- Source data -
● ● ● ● ● ● ●

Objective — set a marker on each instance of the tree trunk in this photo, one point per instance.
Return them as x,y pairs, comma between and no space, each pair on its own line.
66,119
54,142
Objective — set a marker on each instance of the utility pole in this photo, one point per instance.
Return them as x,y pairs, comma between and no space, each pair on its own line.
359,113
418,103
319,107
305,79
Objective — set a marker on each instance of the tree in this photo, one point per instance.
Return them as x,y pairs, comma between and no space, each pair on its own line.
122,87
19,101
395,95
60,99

● ● ● ● ● ● ●

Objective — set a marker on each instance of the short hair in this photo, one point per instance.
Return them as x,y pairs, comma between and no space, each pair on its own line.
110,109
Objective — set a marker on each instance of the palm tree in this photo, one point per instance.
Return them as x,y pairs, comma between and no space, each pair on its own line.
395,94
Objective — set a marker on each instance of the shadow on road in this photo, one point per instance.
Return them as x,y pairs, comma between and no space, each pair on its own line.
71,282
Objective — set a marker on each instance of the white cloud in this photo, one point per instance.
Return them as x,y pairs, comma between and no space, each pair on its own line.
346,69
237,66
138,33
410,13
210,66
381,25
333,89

● ● ● ● ● ● ●

- Set exercise -
Pull out every line in the records above that contains the string "tree", and copy each such line in full. Matching is case-sensitive.

- Written solution -
Objective — set a marker on each instance of the tree trunk in this photo, one point per instance.
Objective — set a marker on each instance of the tree in this photo, one point per instance.
Objective — set a marker on each instance of the palm tree in this photo, one point per instance.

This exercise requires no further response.